▶ _Required action_
With both ends included, transcribe exactly the records below from their first line to the line that contains "470L199 507L104 650L402".
Data extract Start Marker
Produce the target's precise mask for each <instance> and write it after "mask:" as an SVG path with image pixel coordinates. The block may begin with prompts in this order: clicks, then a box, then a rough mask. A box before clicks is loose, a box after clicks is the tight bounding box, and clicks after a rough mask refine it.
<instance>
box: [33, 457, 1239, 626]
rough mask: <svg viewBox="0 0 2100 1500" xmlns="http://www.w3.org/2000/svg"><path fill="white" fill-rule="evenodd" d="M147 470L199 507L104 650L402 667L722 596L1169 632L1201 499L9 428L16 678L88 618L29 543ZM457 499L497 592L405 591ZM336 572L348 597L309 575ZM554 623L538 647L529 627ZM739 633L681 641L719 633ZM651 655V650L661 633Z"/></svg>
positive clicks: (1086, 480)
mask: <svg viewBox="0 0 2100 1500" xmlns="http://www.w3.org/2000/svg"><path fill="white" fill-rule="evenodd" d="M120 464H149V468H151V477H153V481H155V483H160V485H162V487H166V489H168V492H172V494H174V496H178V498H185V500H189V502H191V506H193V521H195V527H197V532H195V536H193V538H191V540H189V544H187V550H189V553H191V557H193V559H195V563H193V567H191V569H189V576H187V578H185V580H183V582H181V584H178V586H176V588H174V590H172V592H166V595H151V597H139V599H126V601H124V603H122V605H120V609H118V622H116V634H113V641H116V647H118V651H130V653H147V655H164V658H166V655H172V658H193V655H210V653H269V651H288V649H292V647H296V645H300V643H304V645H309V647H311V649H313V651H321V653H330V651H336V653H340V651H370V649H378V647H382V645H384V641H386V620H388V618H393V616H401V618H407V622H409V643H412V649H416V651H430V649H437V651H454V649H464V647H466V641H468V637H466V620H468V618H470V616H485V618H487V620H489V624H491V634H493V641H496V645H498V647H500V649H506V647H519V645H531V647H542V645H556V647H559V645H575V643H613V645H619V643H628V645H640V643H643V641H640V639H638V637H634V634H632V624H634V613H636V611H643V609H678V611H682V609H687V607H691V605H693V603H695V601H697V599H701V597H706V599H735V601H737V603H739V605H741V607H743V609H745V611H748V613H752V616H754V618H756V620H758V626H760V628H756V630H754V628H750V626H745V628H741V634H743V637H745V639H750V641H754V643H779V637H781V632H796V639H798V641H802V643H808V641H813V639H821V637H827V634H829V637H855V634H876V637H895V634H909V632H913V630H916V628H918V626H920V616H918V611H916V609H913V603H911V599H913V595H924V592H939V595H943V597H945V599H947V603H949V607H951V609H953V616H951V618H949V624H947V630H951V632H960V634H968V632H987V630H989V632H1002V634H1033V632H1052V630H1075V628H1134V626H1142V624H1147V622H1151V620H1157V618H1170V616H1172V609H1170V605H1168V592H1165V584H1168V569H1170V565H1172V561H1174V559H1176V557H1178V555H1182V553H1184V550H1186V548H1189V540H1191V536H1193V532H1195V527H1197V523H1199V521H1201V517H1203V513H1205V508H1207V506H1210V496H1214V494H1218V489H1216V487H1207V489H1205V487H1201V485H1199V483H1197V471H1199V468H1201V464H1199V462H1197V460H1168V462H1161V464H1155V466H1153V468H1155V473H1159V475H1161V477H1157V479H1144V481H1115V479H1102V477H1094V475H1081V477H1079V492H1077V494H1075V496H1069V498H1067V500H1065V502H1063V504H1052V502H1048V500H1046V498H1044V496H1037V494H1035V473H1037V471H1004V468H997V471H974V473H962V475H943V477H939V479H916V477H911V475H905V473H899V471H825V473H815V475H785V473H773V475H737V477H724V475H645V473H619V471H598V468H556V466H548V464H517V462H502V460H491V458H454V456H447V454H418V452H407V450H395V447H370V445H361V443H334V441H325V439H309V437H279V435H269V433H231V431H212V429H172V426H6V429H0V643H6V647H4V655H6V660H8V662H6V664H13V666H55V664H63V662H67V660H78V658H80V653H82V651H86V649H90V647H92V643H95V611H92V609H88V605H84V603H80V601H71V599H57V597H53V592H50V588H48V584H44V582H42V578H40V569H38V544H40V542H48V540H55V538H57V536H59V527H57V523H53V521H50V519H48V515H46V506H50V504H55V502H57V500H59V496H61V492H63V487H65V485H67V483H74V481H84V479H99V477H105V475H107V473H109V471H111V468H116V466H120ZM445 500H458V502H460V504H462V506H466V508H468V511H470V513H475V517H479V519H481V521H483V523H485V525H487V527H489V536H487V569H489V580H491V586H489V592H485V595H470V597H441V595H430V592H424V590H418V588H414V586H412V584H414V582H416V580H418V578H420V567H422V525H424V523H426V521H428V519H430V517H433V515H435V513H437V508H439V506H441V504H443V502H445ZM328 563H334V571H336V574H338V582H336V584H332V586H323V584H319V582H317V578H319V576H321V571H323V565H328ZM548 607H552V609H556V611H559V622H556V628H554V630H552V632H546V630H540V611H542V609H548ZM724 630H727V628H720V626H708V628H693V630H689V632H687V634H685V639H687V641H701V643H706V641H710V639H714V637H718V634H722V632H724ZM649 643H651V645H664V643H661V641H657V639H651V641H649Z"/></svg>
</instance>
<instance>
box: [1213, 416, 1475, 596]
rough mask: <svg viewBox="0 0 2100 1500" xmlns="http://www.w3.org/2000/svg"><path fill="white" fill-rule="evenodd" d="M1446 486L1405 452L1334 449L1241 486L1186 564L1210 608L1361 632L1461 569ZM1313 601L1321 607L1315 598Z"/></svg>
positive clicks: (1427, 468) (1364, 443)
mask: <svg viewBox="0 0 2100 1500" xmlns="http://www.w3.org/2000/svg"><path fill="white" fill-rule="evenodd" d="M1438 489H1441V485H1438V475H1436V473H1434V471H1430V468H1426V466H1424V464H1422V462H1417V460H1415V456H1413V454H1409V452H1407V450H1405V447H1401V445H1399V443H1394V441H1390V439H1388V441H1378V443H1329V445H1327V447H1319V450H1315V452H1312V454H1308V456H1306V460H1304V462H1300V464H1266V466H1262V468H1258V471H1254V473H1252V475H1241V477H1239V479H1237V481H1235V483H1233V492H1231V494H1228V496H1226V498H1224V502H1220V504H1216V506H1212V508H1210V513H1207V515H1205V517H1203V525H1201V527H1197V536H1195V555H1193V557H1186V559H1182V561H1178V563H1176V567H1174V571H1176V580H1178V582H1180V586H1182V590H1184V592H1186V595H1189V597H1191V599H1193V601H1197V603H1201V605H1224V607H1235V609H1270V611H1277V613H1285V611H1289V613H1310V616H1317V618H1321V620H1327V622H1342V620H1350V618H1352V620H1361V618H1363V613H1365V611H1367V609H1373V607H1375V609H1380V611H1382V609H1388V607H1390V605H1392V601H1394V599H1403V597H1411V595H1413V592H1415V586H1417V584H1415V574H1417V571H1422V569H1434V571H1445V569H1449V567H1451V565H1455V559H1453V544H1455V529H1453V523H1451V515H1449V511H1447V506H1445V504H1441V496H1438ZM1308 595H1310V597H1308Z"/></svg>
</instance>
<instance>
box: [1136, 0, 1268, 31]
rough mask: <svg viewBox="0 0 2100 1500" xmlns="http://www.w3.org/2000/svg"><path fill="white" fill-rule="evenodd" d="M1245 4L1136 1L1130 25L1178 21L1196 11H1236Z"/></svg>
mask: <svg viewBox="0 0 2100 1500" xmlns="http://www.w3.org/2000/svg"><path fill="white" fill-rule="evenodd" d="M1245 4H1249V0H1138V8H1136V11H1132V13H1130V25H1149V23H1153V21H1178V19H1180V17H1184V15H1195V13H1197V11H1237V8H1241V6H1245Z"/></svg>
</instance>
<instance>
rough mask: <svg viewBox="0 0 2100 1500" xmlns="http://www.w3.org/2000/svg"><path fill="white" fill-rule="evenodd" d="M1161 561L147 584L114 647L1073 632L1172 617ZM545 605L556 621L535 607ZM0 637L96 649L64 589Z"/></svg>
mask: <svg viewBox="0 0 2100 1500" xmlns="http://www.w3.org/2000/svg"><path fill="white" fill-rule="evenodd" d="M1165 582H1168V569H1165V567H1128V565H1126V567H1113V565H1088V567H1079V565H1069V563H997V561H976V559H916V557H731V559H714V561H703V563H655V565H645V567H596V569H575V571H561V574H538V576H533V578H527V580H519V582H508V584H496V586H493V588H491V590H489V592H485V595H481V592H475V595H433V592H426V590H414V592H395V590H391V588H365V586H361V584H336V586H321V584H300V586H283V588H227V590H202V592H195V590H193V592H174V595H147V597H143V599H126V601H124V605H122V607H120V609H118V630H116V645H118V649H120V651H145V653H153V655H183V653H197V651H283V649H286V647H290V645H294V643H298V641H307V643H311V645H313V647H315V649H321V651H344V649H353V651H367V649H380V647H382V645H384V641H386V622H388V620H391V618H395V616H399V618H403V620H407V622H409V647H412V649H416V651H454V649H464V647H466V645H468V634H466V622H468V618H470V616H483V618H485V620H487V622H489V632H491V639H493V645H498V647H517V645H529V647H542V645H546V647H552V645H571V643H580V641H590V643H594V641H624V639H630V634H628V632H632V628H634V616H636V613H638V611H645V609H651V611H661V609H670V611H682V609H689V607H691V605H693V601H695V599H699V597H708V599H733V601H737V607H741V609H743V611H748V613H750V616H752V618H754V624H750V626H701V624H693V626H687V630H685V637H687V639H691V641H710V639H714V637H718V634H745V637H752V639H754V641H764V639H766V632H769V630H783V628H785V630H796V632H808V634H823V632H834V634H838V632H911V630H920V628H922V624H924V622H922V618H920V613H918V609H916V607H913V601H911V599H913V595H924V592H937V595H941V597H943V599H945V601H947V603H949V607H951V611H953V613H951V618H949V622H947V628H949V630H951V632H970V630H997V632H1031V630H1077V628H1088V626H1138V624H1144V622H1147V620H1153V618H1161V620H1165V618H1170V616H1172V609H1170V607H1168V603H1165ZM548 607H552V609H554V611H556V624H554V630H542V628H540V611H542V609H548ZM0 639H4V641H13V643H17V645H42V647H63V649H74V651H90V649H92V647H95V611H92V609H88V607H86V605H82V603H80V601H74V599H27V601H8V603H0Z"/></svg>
Data extract End Marker
▶ _Answer to this problem_
Produce the target's precise mask for each <instance> and write it after "mask:" as an SVG path with image pixel coordinates. The block may begin with prompts in this order: clicks, then a box, then a rough mask. A box before clicks is loose, a box after clicks is the tight bounding box, and clicks after a rough mask refine it.
<instance>
box: [33, 457, 1239, 626]
rough mask: <svg viewBox="0 0 2100 1500" xmlns="http://www.w3.org/2000/svg"><path fill="white" fill-rule="evenodd" d="M147 470L199 507L104 650L402 667L722 596L1169 632L1201 499L9 428L16 678L88 618L29 543ZM457 499L497 592L405 591ZM336 572L348 597L309 575ZM554 623L538 647L529 627ZM739 633L681 641L719 633ZM651 655V650L661 633Z"/></svg>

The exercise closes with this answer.